Ms. Whitmer also said she has sent a request to President Donald Trump to issue a major disaster declaration for the state, which would help the state provide more meals, rental assistance, counseling and mental health services and increase hospital capacity.

2. The governor said the state received a shipment from the Strategic National Stockpile, but it is not nearly enough. The allotment for one particular hospital was not enough to last even one shift, the governor said. The state is working 24/7 to gather more supplies, working with private businesses in and outside the state and requesting the help of Michigan residents.

3. Michigan Department of Health and Human Services Chief Medical Executive Joneigh Khaldun, MD, said that the state is seeing an exponential growth in cases, especially in Southeast Michigan. Many hospitals in that area are at or near capacity, prompting the state to implement a load-balancing plan. This involves asking hospitals outside of Southeast Michigan to serve as relief hospitals and allow patients to be transferred to their facility from hospitals already at capacity due to the coronavirus pandemic.
════
### PROMPT
Do these statements agree with the text on Michigan's coronavirus response? For each, answer yes or no and quote the words of the text that decide it.
1. The governor asked President Donald Trump to issue a major disaster declaration for the state.
2. The shipment from the Strategic National Stockpile was enough to meet the state's needs.
3. Hospitals outside Southeast Michigan are being asked to serve as relief hospitals.

### Items listed in a dataset
════
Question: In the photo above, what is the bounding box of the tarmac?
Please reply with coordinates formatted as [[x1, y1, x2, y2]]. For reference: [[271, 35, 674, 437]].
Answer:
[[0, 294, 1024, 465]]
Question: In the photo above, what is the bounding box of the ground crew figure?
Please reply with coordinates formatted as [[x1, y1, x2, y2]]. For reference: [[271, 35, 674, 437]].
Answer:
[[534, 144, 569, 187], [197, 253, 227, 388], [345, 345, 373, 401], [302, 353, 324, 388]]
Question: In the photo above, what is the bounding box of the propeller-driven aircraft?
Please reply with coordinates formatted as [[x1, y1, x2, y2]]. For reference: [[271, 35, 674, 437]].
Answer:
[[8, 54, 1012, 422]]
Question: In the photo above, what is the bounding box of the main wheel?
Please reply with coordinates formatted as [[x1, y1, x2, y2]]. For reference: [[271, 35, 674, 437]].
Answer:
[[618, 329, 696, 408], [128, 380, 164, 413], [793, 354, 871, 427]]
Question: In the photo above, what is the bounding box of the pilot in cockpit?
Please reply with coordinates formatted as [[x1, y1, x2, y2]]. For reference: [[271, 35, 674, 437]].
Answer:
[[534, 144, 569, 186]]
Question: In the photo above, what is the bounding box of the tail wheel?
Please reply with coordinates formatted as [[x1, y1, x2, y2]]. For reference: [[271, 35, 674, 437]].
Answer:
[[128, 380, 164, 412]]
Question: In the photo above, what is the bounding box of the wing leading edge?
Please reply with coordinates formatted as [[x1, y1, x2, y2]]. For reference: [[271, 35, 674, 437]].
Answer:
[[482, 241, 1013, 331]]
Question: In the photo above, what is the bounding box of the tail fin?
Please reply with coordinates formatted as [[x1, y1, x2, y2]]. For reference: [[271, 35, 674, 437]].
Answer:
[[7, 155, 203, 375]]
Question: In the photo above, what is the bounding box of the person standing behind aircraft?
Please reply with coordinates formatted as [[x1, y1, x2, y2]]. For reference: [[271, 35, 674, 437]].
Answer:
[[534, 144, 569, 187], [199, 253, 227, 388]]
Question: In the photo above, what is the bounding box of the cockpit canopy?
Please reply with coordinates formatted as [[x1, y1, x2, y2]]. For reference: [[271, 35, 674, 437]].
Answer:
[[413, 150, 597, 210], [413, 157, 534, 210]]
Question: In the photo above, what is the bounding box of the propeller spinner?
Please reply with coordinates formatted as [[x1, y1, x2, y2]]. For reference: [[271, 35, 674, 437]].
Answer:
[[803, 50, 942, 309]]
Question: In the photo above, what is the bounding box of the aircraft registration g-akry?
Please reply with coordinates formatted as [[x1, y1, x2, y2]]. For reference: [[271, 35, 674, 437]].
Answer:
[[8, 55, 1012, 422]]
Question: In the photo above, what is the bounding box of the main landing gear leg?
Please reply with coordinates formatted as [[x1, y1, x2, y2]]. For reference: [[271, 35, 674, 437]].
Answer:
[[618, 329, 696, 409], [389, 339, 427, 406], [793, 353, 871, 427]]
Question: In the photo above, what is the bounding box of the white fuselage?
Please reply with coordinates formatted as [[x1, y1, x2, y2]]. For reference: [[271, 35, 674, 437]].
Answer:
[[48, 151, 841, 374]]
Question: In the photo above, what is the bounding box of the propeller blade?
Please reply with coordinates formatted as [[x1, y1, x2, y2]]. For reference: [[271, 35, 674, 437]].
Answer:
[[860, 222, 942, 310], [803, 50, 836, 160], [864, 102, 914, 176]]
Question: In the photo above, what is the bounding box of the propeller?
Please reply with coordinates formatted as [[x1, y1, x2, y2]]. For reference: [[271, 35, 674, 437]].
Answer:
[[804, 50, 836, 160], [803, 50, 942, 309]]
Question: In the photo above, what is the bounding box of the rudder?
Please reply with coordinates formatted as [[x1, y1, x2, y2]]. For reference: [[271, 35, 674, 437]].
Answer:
════
### PROBLEM SOLUTION
1. Yes: "she has sent a request to President Donald Trump to issue a major disaster declaration for the state"
2. No: "it is not nearly enough"
3. Yes: "asking hospitals outside of Southeast Michigan to serve as relief hospitals"